## start

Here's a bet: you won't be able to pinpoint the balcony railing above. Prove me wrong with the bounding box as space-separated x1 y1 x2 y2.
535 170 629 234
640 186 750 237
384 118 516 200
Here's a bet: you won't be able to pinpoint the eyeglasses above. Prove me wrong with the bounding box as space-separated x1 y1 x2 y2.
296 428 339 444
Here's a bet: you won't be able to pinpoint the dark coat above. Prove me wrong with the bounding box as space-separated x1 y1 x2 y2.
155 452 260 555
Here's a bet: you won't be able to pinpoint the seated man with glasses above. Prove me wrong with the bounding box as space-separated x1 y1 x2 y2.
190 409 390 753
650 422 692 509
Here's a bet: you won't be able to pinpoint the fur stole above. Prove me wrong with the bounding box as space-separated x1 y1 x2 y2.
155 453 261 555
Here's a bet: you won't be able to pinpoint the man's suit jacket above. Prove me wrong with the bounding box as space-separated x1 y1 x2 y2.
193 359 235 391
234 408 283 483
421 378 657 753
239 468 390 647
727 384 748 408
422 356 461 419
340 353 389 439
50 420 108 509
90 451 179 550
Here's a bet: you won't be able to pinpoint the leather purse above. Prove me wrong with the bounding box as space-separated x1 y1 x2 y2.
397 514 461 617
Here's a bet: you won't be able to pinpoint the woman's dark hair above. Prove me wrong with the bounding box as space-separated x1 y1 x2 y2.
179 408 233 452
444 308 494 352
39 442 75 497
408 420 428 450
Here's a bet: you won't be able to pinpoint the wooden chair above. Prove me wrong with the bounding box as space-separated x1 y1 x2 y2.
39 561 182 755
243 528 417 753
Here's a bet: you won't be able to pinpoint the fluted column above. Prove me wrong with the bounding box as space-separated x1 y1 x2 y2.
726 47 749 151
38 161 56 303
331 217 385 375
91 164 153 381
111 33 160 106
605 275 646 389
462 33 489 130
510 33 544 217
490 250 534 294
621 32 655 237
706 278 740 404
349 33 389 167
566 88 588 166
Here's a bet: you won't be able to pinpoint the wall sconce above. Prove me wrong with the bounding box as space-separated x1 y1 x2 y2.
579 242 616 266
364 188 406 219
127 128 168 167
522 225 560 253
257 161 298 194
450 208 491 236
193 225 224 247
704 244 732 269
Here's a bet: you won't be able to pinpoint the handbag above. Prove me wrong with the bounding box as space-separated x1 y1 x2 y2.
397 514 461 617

## end

- Exercise task -
Repeat word for word each line from the one with "Here's a bet: you won't be able to pinpoint the fluted" to the end of the records above, inclusive.

- Final result -
Here's a bet: you won't be able to pinpoint the fluted column above. Prove me wrong with the bounding box as space-separated x1 y1 x2 y2.
726 47 749 151
38 161 56 303
331 217 385 375
91 164 153 381
111 33 160 106
605 275 646 389
462 33 489 130
510 33 544 217
490 250 534 294
621 32 655 237
706 278 740 404
349 33 389 167
566 88 588 166
Here's a bet: you won't be able to pinpoint the wall sconce above. Prove me wrong with the bounding box as space-separated x1 y1 x2 y2.
579 242 616 266
364 188 406 219
127 128 168 167
522 225 560 253
257 161 298 194
450 208 491 236
193 225 224 247
704 244 732 269
Here's a bet: you won't be able to pinpoint the handbag above. Prove me wrong with the bounding box as space-separated x1 y1 x2 y2.
397 514 461 617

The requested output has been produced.